WHAT YOU WILL DO. Turn the lines from the start through the line containing "[(182, 114)]" into a Markdown table with the columns Row and Line, leaving out blank lines.

A run of lines:
+===+
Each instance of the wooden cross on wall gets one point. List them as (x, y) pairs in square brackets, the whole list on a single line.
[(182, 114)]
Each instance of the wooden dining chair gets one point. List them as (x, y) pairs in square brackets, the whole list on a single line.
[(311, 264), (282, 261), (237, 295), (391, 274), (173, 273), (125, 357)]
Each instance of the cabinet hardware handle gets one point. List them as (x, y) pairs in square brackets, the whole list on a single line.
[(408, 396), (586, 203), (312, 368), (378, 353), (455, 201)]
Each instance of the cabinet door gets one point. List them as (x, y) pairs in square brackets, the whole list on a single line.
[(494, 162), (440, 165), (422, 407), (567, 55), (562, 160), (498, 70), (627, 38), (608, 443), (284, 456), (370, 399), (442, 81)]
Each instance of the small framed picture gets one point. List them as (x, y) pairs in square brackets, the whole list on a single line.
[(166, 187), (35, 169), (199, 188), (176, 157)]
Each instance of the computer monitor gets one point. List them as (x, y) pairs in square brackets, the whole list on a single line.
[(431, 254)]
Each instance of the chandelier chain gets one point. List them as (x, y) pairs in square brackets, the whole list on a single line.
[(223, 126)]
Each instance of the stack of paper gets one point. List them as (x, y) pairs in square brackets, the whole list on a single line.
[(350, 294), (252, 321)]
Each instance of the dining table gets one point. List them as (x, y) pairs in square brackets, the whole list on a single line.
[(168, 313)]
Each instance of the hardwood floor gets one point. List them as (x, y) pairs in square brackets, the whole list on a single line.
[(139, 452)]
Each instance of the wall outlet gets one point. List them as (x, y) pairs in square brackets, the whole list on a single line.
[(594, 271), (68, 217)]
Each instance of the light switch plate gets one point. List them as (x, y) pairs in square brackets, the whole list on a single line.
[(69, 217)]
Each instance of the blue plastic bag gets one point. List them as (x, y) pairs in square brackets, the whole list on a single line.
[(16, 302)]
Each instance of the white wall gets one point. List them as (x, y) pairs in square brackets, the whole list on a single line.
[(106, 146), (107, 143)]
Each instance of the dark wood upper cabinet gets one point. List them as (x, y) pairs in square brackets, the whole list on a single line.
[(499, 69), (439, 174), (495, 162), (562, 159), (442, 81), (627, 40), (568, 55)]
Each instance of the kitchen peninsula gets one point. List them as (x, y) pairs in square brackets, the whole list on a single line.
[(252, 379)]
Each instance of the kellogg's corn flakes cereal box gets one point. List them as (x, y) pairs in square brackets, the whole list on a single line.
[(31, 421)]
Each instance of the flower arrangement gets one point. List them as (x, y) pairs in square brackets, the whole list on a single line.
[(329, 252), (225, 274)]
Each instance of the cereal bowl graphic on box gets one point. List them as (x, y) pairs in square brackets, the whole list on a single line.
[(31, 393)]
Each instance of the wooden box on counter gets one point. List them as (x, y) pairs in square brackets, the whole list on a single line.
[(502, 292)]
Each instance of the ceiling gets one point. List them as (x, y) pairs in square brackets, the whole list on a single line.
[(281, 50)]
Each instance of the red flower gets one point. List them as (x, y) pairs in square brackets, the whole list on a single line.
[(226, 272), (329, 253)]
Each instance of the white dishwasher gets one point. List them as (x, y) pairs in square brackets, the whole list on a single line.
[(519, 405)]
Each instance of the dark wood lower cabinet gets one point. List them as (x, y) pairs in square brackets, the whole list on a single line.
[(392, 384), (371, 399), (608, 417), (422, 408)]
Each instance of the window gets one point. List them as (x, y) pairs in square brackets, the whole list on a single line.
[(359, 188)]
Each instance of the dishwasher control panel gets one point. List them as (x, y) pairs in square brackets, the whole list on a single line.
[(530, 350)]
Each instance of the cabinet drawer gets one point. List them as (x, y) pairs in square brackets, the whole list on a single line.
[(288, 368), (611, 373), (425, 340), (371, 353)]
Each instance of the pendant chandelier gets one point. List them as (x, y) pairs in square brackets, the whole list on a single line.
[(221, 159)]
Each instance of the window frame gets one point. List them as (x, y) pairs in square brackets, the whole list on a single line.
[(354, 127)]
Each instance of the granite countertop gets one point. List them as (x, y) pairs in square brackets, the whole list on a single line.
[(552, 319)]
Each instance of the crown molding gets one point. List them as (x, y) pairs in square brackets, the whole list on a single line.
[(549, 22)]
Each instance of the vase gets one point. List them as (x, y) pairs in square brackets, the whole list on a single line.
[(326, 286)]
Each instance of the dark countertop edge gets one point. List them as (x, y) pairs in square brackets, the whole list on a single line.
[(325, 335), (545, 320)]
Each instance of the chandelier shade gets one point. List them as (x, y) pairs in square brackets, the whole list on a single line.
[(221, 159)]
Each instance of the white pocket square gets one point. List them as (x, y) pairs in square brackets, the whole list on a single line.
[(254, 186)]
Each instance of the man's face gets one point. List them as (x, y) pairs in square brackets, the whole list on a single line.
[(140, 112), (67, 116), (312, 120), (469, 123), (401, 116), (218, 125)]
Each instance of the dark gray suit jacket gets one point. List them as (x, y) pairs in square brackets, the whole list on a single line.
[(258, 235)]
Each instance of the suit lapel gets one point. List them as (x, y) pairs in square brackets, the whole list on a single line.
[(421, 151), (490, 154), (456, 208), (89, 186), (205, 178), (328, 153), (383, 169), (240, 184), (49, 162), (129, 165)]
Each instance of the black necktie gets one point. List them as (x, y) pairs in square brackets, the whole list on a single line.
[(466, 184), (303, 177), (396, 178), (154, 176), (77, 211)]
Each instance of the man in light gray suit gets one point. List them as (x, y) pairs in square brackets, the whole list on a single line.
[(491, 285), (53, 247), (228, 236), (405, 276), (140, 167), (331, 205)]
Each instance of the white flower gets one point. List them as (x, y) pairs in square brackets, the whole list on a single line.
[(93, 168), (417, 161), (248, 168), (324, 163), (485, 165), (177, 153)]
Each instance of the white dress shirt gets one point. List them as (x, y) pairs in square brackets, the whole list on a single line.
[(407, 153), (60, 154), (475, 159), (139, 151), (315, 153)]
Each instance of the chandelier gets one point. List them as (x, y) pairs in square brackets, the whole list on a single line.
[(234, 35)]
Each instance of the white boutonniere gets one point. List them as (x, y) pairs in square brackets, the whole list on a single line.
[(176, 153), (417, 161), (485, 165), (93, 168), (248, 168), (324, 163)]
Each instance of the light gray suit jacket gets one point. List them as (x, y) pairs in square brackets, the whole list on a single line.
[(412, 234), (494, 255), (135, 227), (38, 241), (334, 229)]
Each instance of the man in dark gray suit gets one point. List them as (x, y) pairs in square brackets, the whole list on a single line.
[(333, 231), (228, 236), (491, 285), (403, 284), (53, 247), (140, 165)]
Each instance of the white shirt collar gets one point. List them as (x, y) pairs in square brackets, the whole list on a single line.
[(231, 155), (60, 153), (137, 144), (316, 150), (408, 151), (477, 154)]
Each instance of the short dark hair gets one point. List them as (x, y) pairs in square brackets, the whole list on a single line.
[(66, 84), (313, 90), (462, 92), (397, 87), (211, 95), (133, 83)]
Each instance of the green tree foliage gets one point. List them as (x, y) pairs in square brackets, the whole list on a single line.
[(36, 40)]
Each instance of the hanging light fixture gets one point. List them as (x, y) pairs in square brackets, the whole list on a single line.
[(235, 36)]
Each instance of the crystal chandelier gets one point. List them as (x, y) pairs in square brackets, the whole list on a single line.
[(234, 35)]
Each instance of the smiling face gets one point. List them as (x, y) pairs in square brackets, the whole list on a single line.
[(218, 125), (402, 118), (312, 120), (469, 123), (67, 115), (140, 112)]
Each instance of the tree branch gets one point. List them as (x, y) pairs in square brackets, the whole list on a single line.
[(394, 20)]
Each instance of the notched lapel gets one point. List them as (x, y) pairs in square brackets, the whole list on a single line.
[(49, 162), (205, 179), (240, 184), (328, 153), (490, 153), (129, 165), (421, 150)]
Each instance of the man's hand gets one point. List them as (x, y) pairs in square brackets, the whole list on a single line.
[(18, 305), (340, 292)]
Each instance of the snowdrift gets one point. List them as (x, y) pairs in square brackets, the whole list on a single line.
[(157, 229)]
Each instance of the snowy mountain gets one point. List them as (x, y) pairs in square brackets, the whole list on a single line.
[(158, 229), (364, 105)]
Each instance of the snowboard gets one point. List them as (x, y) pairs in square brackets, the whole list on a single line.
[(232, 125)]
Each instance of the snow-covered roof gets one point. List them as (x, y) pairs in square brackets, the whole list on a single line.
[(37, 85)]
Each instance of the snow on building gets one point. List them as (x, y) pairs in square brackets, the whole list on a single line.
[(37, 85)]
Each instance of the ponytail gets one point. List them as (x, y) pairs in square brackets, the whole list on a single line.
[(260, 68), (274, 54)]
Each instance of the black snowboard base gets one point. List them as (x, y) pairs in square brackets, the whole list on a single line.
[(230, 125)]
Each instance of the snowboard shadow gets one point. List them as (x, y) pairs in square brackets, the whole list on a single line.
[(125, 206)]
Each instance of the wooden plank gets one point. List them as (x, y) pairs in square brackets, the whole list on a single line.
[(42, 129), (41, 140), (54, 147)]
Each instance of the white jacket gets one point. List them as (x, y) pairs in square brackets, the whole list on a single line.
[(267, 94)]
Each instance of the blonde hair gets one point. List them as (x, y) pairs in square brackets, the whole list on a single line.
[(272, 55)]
+===+
WRITTEN SOLUTION.
| Row | Line |
|---|---|
| 1 | Each instance of the wooden cross on wall gets one point. List them as (x, y) pairs in square brackets, the whole list on a single line. |
| 2 | [(182, 114)] |